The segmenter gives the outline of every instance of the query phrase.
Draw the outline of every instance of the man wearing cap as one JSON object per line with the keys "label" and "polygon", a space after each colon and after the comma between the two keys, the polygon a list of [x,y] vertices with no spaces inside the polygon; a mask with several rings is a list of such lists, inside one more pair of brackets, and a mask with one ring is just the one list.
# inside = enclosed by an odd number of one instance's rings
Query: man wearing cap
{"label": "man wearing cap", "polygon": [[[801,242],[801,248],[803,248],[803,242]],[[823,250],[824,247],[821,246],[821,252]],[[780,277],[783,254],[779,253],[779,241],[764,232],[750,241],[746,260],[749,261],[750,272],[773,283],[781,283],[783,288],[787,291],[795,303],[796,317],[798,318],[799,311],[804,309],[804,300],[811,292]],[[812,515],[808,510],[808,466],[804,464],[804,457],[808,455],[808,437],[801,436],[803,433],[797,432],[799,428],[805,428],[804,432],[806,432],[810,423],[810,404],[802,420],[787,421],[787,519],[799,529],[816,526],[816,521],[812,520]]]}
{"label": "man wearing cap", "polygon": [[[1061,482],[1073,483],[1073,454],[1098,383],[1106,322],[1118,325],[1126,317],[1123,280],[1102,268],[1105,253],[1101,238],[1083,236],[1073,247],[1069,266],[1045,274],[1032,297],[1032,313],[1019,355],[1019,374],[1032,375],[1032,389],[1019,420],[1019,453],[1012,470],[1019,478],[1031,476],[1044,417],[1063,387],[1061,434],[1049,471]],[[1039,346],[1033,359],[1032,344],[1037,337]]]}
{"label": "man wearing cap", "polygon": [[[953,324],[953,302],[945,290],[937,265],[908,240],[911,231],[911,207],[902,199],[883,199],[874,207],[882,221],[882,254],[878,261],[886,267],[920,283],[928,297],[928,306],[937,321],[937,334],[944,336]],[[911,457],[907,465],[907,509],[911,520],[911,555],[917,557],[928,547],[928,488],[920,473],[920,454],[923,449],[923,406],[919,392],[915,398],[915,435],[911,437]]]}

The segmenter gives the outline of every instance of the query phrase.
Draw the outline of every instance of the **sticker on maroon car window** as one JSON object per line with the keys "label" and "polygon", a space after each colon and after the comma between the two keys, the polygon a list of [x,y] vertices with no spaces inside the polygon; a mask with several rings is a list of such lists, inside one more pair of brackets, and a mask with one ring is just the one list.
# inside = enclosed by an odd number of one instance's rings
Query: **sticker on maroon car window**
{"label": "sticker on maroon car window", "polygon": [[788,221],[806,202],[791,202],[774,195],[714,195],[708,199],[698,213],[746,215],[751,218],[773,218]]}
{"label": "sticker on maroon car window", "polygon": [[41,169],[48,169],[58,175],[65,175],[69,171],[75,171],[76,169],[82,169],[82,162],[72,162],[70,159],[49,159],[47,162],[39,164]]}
****
Aim of the exercise:
Reproduce the lines above verbatim, from the first line through the last.

Output below:
The segmenter gives the outline of every instance of the query phrase.
Draw the outline of every instance of the man wearing cap as one JSON object per line with the keys "label" and "polygon", a space after each colon and after the comma between the two keys, the polygon a list of [x,y] vertices with no spaces inside the polygon; a mask with several rings is a list of such lists, inside one more pair of brackets, and a mask with one ring is just the one list.
# inside = enclosed by an odd number of one instance's rings
Query: man wearing cap
{"label": "man wearing cap", "polygon": [[[801,242],[801,248],[803,248],[803,242]],[[823,250],[824,247],[821,246],[821,252]],[[780,277],[783,254],[779,253],[779,241],[764,232],[750,241],[746,260],[749,261],[750,272],[773,283],[781,283],[783,288],[787,291],[795,303],[796,317],[798,318],[799,311],[804,309],[804,300],[811,292]],[[812,515],[808,510],[808,466],[804,464],[804,457],[808,455],[808,437],[801,436],[803,433],[797,432],[799,428],[805,428],[804,432],[806,432],[810,423],[810,404],[802,420],[787,421],[787,519],[799,529],[816,526],[816,521],[812,520]]]}
{"label": "man wearing cap", "polygon": [[[1061,482],[1073,483],[1073,454],[1098,383],[1106,322],[1118,325],[1126,317],[1123,280],[1102,268],[1105,253],[1101,238],[1083,236],[1073,247],[1069,266],[1045,274],[1032,297],[1032,313],[1019,355],[1019,374],[1032,375],[1032,389],[1019,420],[1019,453],[1012,470],[1019,478],[1031,476],[1044,417],[1063,387],[1061,434],[1049,471]],[[1039,346],[1033,359],[1032,344],[1037,337]]]}
{"label": "man wearing cap", "polygon": [[[953,324],[953,302],[945,290],[937,265],[908,240],[911,231],[911,207],[902,199],[883,199],[874,207],[882,221],[882,254],[878,261],[886,267],[920,283],[928,297],[928,306],[937,321],[937,334],[944,336]],[[911,457],[907,465],[907,509],[911,520],[911,555],[917,557],[928,547],[928,488],[920,473],[920,454],[923,449],[923,406],[919,392],[915,398],[915,435],[911,437]]]}

The segmenter gives the outline of every instance of the query phrase.
Draw the outline of every instance of the **sticker on maroon car window** as one JSON object per line with the keys "label" and "polygon", a space after each colon and after the comma between the two keys, the polygon a list of [x,y] vertices with no spaces inside the polygon; a mask with several rings is a list of such lists, inside one more pair of brackets, and a mask with one ring is just the one list.
# inside = enclosed by an odd number of one instance's rings
Query: **sticker on maroon car window**
{"label": "sticker on maroon car window", "polygon": [[788,221],[806,202],[791,202],[774,195],[714,195],[708,199],[698,213],[746,215],[751,218],[773,218]]}
{"label": "sticker on maroon car window", "polygon": [[41,169],[48,169],[58,175],[65,175],[69,171],[75,171],[76,169],[82,169],[82,162],[72,162],[70,159],[49,159],[47,162],[39,164]]}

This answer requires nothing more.